_TASK_: Copy every one of the following lines exactly, leaving out the pictures.

_Saved entries_:
□ □ □

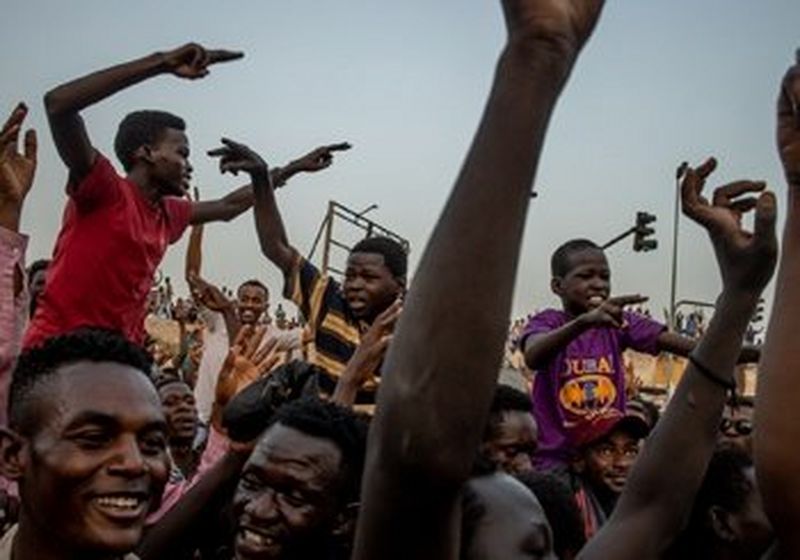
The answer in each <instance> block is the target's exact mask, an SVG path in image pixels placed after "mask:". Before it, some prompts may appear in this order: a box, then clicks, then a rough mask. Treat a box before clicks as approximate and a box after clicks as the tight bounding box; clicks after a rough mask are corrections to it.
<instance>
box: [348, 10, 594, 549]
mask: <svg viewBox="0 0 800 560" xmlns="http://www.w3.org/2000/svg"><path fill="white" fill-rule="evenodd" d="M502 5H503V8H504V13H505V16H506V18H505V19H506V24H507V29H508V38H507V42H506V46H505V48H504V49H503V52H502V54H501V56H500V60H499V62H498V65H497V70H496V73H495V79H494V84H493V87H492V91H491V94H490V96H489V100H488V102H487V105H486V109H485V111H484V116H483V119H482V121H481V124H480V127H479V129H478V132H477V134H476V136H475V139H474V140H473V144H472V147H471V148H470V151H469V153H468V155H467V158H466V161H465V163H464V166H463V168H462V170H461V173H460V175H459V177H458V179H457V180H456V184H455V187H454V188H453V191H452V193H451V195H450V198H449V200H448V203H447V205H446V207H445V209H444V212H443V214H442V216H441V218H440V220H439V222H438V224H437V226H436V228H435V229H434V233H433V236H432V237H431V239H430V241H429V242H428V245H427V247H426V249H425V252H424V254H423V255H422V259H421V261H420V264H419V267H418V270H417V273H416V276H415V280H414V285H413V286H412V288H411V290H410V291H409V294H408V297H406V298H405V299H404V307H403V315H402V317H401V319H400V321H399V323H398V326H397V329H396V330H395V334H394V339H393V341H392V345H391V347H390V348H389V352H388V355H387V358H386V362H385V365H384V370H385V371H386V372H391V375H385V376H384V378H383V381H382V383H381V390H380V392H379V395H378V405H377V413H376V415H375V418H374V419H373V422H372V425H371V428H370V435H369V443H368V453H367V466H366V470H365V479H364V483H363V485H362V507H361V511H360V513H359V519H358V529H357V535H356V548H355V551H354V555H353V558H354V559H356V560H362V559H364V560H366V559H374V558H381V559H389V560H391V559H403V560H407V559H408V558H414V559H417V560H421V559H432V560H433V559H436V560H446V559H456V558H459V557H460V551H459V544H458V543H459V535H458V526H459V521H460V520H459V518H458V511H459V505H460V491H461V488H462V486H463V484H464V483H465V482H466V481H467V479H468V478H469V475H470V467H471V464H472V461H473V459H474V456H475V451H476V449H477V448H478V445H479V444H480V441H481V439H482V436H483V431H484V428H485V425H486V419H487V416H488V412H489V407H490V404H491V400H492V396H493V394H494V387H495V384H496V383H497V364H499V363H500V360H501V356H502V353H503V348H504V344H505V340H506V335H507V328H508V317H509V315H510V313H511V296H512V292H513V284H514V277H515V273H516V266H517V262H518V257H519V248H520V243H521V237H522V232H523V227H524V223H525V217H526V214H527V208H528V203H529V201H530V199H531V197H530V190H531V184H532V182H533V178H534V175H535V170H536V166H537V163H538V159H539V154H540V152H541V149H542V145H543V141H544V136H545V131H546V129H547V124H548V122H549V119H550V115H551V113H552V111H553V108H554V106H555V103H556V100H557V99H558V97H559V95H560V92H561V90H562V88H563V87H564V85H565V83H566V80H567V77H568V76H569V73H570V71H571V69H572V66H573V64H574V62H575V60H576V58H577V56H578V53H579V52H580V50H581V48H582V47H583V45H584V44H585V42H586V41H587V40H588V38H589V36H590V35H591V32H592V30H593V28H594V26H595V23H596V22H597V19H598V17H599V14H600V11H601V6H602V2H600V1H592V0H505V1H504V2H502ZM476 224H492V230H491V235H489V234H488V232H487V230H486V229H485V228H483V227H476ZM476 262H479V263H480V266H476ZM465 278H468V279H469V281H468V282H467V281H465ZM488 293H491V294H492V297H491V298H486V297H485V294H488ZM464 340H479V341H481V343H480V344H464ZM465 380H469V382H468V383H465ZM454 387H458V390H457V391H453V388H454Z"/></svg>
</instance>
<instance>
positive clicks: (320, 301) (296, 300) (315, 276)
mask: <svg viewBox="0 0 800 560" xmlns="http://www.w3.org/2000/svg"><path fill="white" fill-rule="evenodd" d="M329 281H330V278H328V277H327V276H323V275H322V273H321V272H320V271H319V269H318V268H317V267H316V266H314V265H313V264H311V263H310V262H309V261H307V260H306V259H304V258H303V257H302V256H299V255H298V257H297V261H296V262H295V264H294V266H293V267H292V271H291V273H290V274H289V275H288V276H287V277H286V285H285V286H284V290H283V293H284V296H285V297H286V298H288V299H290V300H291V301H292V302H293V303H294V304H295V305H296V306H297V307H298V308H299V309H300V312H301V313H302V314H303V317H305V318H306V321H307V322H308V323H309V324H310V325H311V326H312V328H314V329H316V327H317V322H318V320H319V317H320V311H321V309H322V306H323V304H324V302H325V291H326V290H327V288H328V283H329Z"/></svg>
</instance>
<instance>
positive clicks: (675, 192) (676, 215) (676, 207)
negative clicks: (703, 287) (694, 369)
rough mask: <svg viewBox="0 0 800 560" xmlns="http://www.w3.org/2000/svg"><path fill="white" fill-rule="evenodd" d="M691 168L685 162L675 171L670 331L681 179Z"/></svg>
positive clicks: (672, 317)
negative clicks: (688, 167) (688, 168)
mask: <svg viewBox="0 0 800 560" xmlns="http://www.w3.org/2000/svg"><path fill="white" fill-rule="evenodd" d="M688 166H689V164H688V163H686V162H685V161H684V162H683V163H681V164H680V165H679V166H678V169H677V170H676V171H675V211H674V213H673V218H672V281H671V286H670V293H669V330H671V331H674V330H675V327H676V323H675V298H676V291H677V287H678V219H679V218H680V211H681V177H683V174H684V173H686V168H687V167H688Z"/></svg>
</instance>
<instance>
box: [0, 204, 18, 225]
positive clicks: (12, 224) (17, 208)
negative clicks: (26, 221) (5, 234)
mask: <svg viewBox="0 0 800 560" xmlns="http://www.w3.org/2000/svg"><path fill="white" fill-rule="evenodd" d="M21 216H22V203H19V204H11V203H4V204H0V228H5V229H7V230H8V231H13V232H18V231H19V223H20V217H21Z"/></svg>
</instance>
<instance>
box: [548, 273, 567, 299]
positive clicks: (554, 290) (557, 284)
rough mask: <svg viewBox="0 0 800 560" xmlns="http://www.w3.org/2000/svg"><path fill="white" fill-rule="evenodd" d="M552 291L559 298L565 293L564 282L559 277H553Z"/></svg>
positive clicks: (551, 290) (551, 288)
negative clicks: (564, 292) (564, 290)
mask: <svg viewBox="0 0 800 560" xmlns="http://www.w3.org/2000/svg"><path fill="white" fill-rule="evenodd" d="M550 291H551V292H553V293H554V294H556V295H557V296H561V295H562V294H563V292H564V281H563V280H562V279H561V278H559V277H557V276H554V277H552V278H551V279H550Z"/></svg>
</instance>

□ □ □

_OUTPUT OF THE EXERCISE_:
The answer in each <instance> block is the target's exact mask, an SVG path in image pixels placed after "mask:". Before it, some prompts may appear in this order: a box, then clicks, then a rough mask. Treat a box before clicks as approximate and a box after clicks as the tight bounding box; clicks after a rough mask are corrections to it.
<instance>
box: [348, 10, 594, 549]
mask: <svg viewBox="0 0 800 560" xmlns="http://www.w3.org/2000/svg"><path fill="white" fill-rule="evenodd" d="M502 5H503V8H504V13H505V16H506V18H505V19H506V24H507V29H508V38H507V42H506V46H505V48H504V49H503V52H502V54H501V56H500V60H499V62H498V65H497V70H496V73H495V79H494V84H493V87H492V91H491V94H490V96H489V100H488V102H487V105H486V109H485V111H484V116H483V119H482V121H481V124H480V127H479V129H478V132H477V134H476V136H475V139H474V140H473V144H472V147H471V148H470V151H469V153H468V155H467V158H466V161H465V163H464V166H463V168H462V170H461V173H460V175H459V177H458V179H457V180H456V184H455V187H454V188H453V191H452V193H451V195H450V198H449V200H448V203H447V205H446V207H445V209H444V212H443V214H442V216H441V218H440V220H439V222H438V224H437V226H436V228H435V229H434V233H433V236H432V237H431V239H430V241H429V242H428V245H427V247H426V249H425V252H424V254H423V255H422V259H421V261H420V264H419V267H418V270H417V273H416V276H415V280H414V285H413V286H412V288H411V290H410V291H409V294H408V297H406V298H405V299H404V307H403V315H402V317H401V319H400V321H399V323H398V326H397V329H396V330H395V334H394V339H393V341H392V345H391V347H390V348H389V352H388V355H387V358H386V362H385V365H384V370H385V371H386V372H391V375H385V376H384V378H383V381H382V383H381V390H380V392H379V395H378V405H377V413H376V415H375V418H374V419H373V422H372V425H371V428H370V435H369V443H368V453H367V466H366V470H365V479H364V483H363V485H362V507H361V511H360V513H359V519H358V529H357V535H356V548H355V551H354V555H353V558H354V559H356V560H362V559H364V560H366V559H374V558H381V559H389V560H391V559H403V560H407V559H408V558H414V559H417V560H421V559H432V560H433V559H436V560H446V559H456V558H459V557H460V551H459V544H458V543H459V535H458V526H459V521H460V520H459V518H458V511H459V505H460V491H461V488H462V486H463V484H464V483H465V482H466V481H467V479H468V478H469V475H470V467H471V464H472V461H473V459H474V456H475V451H476V449H477V448H478V445H479V444H480V441H481V439H482V436H483V431H484V428H485V425H486V419H487V416H488V412H489V407H490V404H491V400H492V396H493V394H494V387H495V384H496V383H497V364H499V363H500V360H501V356H502V353H503V348H504V344H505V340H506V335H507V328H508V317H509V315H510V313H511V296H512V292H513V284H514V277H515V273H516V266H517V262H518V257H519V248H520V243H521V237H522V232H523V227H524V223H525V217H526V214H527V208H528V203H529V201H530V199H531V197H530V190H531V184H532V182H533V178H534V175H535V170H536V166H537V163H538V159H539V154H540V152H541V149H542V145H543V141H544V136H545V131H546V129H547V124H548V122H549V119H550V115H551V113H552V111H553V108H554V106H555V103H556V100H557V99H558V97H559V95H560V92H561V90H562V88H563V87H564V85H565V83H566V80H567V77H568V76H569V73H570V71H571V69H572V66H573V64H574V62H575V60H576V58H577V56H578V53H579V52H580V50H581V48H582V47H583V45H584V44H585V42H586V41H587V40H588V38H589V36H590V35H591V32H592V30H593V28H594V26H595V23H596V22H597V19H598V17H599V14H600V11H601V6H602V2H600V1H592V0H505V1H504V2H502ZM476 224H492V230H491V235H489V234H488V232H487V230H486V229H485V228H483V227H476ZM476 262H479V263H480V266H476ZM465 278H468V279H469V281H468V282H467V281H465ZM488 293H491V294H492V297H491V298H486V297H485V294H488ZM464 340H479V341H481V343H480V344H464ZM465 380H469V382H468V383H465ZM454 387H458V390H457V391H453V388H454Z"/></svg>
</instance>
<instance>
positive clicks: (320, 301) (296, 300) (315, 276)
mask: <svg viewBox="0 0 800 560" xmlns="http://www.w3.org/2000/svg"><path fill="white" fill-rule="evenodd" d="M329 281H330V278H328V277H327V276H323V275H322V273H321V272H320V271H319V269H318V268H317V267H316V266H314V265H313V264H311V263H310V262H309V261H307V260H306V259H304V258H303V257H302V256H299V255H298V257H297V261H296V262H295V264H294V266H293V267H292V271H291V273H290V274H289V275H288V276H287V277H286V285H285V286H284V290H283V293H284V296H285V297H286V298H288V299H290V300H291V301H292V302H293V303H294V304H295V305H296V306H297V307H298V308H299V309H300V312H301V313H302V314H303V317H305V318H306V321H307V322H308V323H309V324H310V325H311V326H312V328H314V329H316V327H317V322H318V320H319V317H320V311H321V309H322V306H323V304H324V302H325V291H326V290H327V288H328V283H329Z"/></svg>
</instance>
<instance>
positive clicks: (675, 192) (676, 215) (676, 207)
negative clicks: (703, 287) (694, 369)
rough mask: <svg viewBox="0 0 800 560" xmlns="http://www.w3.org/2000/svg"><path fill="white" fill-rule="evenodd" d="M691 168L685 162L675 171L670 331L681 179Z"/></svg>
positive clicks: (672, 317)
negative clicks: (688, 167) (688, 168)
mask: <svg viewBox="0 0 800 560" xmlns="http://www.w3.org/2000/svg"><path fill="white" fill-rule="evenodd" d="M688 166H689V164H688V163H686V162H685V161H684V162H683V163H681V164H680V165H679V166H678V169H677V170H676V171H675V211H674V213H673V218H672V281H671V286H670V293H669V330H671V331H674V330H675V327H676V323H675V298H676V291H677V287H678V219H679V218H680V211H681V177H683V174H684V173H686V168H687V167H688Z"/></svg>
</instance>
<instance>
box: [0, 204, 18, 225]
positive clicks: (12, 224) (17, 208)
negative clicks: (26, 221) (5, 234)
mask: <svg viewBox="0 0 800 560" xmlns="http://www.w3.org/2000/svg"><path fill="white" fill-rule="evenodd" d="M21 216H22V203H19V204H11V203H4V204H0V228H5V229H7V230H8V231H13V232H18V231H19V223H20V217H21Z"/></svg>
</instance>
<instance>
box: [548, 273, 567, 299]
positive clicks: (554, 290) (557, 284)
rough mask: <svg viewBox="0 0 800 560" xmlns="http://www.w3.org/2000/svg"><path fill="white" fill-rule="evenodd" d="M552 291L559 298L565 293L564 282L559 277H553Z"/></svg>
positive clicks: (551, 290) (551, 288)
negative clicks: (564, 292) (564, 290)
mask: <svg viewBox="0 0 800 560" xmlns="http://www.w3.org/2000/svg"><path fill="white" fill-rule="evenodd" d="M550 291H551V292H553V293H554V294H556V295H557V296H561V295H562V294H563V292H564V281H563V280H562V279H561V278H559V277H557V276H554V277H552V278H551V279H550Z"/></svg>
</instance>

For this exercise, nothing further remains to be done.